● Work required
All of the records below need to be written out exactly, but without the pictures.

*** Opening of Information supplied ***

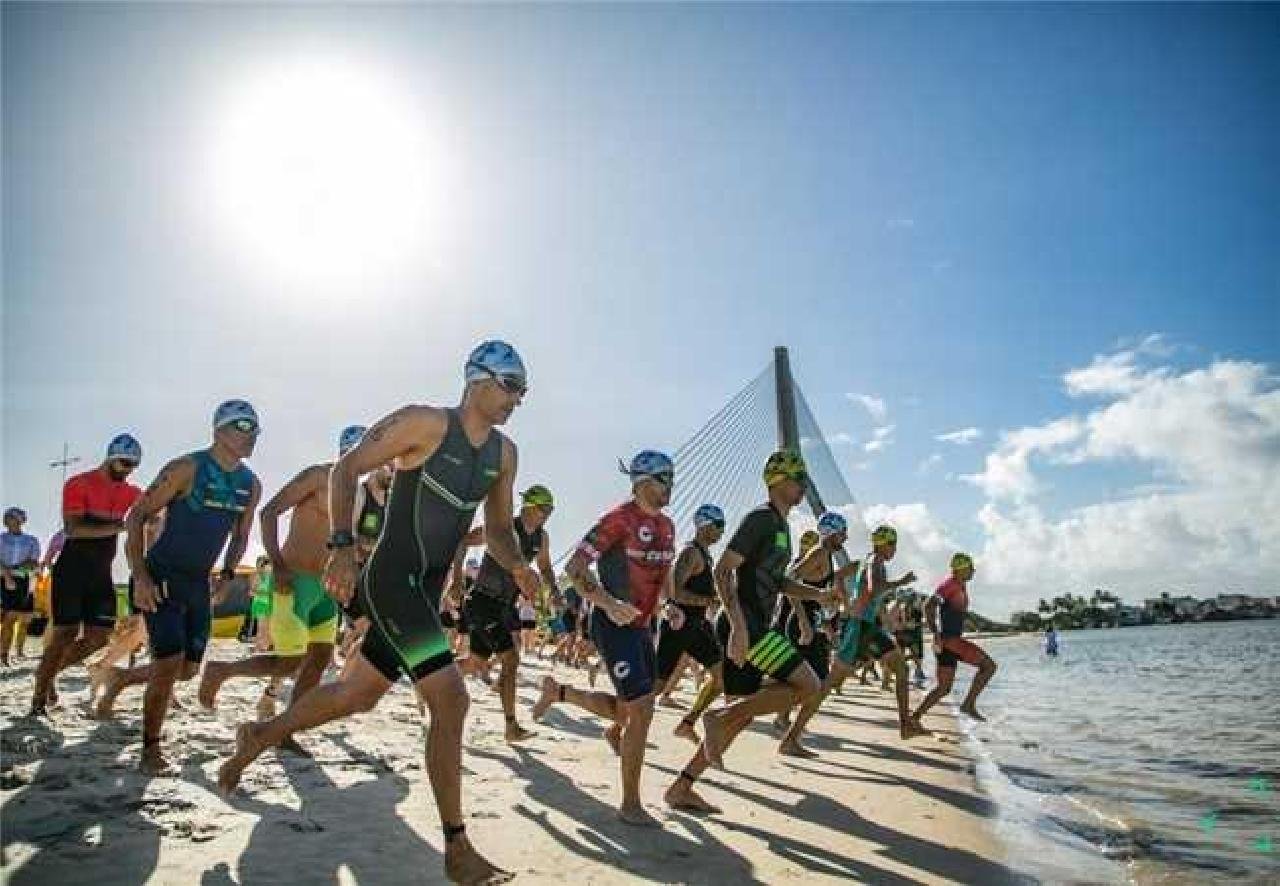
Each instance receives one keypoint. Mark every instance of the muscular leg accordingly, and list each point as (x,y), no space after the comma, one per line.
(94,639)
(790,744)
(446,697)
(21,633)
(163,674)
(359,690)
(705,695)
(986,671)
(723,726)
(906,727)
(58,639)
(636,716)
(508,662)
(946,676)
(8,621)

*** Close of Information supplied ***

● The answer
Each instance receives one keypoint. Mark every instance of the muscular leg accordingly, and list each point as (x,y), no space after the comma, one per line.
(94,639)
(790,744)
(446,697)
(21,633)
(163,674)
(359,690)
(705,695)
(986,671)
(723,726)
(906,727)
(58,639)
(636,716)
(508,662)
(946,676)
(8,621)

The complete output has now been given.